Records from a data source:

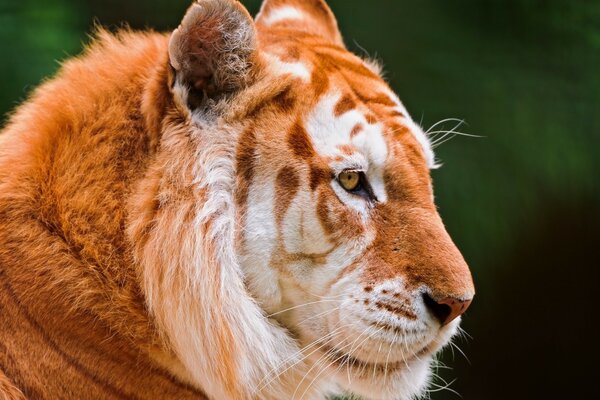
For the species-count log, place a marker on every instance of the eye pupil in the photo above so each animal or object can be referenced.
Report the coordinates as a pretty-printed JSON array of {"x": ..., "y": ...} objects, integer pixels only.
[{"x": 350, "y": 180}]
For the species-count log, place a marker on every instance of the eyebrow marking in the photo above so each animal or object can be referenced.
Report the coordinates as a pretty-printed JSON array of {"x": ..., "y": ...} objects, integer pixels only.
[
  {"x": 358, "y": 128},
  {"x": 299, "y": 142}
]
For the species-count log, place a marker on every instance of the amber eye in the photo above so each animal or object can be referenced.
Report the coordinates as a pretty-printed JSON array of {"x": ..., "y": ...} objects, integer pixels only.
[{"x": 350, "y": 180}]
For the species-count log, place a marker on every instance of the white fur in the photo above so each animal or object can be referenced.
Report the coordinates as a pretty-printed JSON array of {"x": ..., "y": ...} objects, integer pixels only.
[{"x": 328, "y": 133}]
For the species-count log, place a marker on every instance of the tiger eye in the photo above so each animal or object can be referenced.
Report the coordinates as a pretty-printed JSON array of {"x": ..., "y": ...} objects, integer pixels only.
[{"x": 349, "y": 180}]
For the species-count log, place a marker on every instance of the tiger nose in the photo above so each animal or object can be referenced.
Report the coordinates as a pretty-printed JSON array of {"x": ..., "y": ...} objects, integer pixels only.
[{"x": 447, "y": 309}]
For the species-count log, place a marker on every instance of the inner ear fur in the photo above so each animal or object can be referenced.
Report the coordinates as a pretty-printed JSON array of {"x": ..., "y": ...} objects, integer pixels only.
[
  {"x": 214, "y": 50},
  {"x": 307, "y": 16}
]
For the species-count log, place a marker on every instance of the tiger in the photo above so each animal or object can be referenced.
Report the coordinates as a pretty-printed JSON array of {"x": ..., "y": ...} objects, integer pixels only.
[{"x": 238, "y": 209}]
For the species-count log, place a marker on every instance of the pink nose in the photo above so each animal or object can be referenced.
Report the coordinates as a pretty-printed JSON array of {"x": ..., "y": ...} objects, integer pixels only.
[{"x": 447, "y": 309}]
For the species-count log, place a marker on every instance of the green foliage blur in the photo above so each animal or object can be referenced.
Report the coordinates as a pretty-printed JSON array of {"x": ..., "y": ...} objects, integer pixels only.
[{"x": 521, "y": 202}]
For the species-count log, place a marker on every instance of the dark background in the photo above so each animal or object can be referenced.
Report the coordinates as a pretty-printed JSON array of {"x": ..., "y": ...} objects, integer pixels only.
[{"x": 521, "y": 202}]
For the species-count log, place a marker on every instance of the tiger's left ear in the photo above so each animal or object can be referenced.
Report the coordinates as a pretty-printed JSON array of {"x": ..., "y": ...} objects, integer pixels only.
[
  {"x": 306, "y": 16},
  {"x": 213, "y": 52}
]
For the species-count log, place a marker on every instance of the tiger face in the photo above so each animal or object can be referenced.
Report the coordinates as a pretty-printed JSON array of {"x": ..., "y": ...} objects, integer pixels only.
[{"x": 337, "y": 234}]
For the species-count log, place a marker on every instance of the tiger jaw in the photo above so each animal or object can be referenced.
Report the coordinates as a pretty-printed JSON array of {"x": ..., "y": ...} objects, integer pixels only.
[{"x": 385, "y": 358}]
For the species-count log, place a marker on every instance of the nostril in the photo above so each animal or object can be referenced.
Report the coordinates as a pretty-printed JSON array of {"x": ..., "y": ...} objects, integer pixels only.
[
  {"x": 447, "y": 309},
  {"x": 441, "y": 311}
]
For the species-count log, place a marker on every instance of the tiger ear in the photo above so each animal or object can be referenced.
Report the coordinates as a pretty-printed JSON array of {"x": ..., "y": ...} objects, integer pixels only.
[
  {"x": 214, "y": 49},
  {"x": 307, "y": 16}
]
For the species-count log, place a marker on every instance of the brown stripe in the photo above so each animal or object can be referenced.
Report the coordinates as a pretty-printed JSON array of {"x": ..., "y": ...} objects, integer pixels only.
[
  {"x": 108, "y": 387},
  {"x": 345, "y": 104},
  {"x": 299, "y": 142},
  {"x": 287, "y": 185}
]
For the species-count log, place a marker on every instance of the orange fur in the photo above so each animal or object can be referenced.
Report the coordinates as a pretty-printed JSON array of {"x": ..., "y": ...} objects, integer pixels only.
[{"x": 111, "y": 267}]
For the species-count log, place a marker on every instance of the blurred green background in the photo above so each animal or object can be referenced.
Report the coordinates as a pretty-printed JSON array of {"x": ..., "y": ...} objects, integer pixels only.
[{"x": 521, "y": 202}]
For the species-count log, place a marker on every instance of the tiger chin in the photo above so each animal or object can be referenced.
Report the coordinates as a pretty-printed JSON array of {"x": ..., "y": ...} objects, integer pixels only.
[{"x": 240, "y": 209}]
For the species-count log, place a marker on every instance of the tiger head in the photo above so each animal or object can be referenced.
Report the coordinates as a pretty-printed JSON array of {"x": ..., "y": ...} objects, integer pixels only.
[{"x": 335, "y": 233}]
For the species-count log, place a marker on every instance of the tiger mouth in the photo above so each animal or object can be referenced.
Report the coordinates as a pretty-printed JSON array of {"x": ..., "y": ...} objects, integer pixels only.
[{"x": 340, "y": 359}]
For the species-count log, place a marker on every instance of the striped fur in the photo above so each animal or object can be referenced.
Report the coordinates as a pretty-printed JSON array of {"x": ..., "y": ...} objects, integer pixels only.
[{"x": 176, "y": 228}]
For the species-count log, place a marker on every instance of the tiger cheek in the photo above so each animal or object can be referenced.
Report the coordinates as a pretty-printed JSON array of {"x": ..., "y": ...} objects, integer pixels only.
[{"x": 338, "y": 221}]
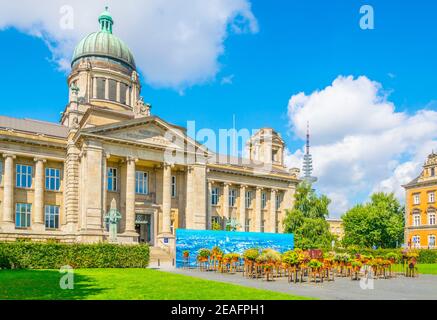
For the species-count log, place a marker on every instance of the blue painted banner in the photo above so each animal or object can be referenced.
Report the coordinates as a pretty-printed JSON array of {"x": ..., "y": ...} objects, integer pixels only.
[{"x": 228, "y": 241}]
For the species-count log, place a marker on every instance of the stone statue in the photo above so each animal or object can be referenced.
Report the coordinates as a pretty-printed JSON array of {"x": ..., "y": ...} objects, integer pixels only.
[
  {"x": 142, "y": 109},
  {"x": 232, "y": 224},
  {"x": 112, "y": 218}
]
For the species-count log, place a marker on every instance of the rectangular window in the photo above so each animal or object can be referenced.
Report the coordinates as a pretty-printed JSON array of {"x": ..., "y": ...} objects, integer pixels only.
[
  {"x": 263, "y": 200},
  {"x": 112, "y": 179},
  {"x": 214, "y": 196},
  {"x": 232, "y": 197},
  {"x": 416, "y": 241},
  {"x": 278, "y": 202},
  {"x": 247, "y": 226},
  {"x": 416, "y": 220},
  {"x": 431, "y": 218},
  {"x": 23, "y": 176},
  {"x": 174, "y": 186},
  {"x": 248, "y": 199},
  {"x": 101, "y": 88},
  {"x": 23, "y": 215},
  {"x": 216, "y": 220},
  {"x": 416, "y": 199},
  {"x": 53, "y": 179},
  {"x": 123, "y": 90},
  {"x": 112, "y": 95},
  {"x": 141, "y": 182},
  {"x": 431, "y": 241},
  {"x": 52, "y": 217}
]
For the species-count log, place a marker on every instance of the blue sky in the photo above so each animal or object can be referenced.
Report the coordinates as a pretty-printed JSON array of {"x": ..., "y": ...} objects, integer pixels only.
[{"x": 300, "y": 46}]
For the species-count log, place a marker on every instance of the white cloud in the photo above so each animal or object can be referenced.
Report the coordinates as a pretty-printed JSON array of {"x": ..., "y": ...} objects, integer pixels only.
[
  {"x": 360, "y": 143},
  {"x": 176, "y": 43}
]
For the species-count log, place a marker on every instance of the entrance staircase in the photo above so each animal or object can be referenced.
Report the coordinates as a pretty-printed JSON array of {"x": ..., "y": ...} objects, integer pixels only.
[{"x": 160, "y": 258}]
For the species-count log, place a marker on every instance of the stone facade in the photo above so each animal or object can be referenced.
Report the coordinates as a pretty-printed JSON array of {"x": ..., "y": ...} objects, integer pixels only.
[
  {"x": 421, "y": 208},
  {"x": 58, "y": 180}
]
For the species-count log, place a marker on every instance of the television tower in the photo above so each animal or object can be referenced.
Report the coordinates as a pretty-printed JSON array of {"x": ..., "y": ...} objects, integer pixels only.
[{"x": 308, "y": 161}]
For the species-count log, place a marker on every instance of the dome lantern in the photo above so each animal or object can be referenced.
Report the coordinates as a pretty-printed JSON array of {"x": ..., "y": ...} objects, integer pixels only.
[
  {"x": 106, "y": 21},
  {"x": 103, "y": 44}
]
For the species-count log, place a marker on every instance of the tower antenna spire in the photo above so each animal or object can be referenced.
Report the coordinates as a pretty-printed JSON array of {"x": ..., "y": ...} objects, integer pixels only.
[{"x": 308, "y": 160}]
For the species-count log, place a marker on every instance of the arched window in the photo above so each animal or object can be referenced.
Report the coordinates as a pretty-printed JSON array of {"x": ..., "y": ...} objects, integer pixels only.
[
  {"x": 101, "y": 88},
  {"x": 431, "y": 217}
]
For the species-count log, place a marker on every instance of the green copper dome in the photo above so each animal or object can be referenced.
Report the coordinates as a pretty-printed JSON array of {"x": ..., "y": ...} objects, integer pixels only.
[{"x": 104, "y": 44}]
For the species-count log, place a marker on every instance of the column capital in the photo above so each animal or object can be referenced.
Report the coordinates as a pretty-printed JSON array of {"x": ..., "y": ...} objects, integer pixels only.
[
  {"x": 39, "y": 159},
  {"x": 166, "y": 165},
  {"x": 131, "y": 159},
  {"x": 9, "y": 155}
]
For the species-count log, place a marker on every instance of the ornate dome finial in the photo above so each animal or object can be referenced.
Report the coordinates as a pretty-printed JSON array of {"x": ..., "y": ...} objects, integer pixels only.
[{"x": 106, "y": 21}]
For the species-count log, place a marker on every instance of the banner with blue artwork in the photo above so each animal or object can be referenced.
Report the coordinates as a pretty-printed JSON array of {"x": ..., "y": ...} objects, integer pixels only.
[{"x": 228, "y": 241}]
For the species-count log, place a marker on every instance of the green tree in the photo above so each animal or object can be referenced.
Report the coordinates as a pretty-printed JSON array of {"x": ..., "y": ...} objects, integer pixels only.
[
  {"x": 307, "y": 219},
  {"x": 378, "y": 223}
]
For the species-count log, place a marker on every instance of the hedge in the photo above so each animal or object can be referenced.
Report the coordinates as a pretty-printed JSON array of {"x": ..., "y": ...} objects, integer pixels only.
[{"x": 25, "y": 255}]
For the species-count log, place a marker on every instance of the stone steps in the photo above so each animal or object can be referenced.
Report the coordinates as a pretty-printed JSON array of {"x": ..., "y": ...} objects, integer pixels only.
[{"x": 161, "y": 255}]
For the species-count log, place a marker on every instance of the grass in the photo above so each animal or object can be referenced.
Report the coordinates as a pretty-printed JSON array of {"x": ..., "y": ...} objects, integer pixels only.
[
  {"x": 124, "y": 284},
  {"x": 422, "y": 267}
]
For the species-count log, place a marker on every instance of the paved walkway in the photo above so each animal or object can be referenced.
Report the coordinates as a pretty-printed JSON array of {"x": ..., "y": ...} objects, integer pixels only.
[{"x": 400, "y": 288}]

Your goal | Retype exactly, please, each line from the line that contains "the stone steps" through the last line of the entries above, with nothing added.

Task output |
For the species-count log, place a marker on every instance of the stone steps in the photo above so each animal or object can be referenced.
Report the coordinates as a pretty-printed JSON array of {"x": ..., "y": ...} objects, integer pixels only.
[{"x": 161, "y": 255}]
For the species-count log, place a marker on every instance of the grass in the photo above so each animal or object can be referenced.
Report the coordinates as a pretty-printed JSON array of {"x": ..., "y": ...} objects, integer pixels only.
[
  {"x": 124, "y": 284},
  {"x": 422, "y": 267}
]
For the species-count log, place a marker on every instance of the paved walkway in the photo above so each animal or object can be referenced.
Report the coordinates as a pretty-printed JSON array of {"x": ..., "y": ...} objects, integer pixels only.
[{"x": 400, "y": 288}]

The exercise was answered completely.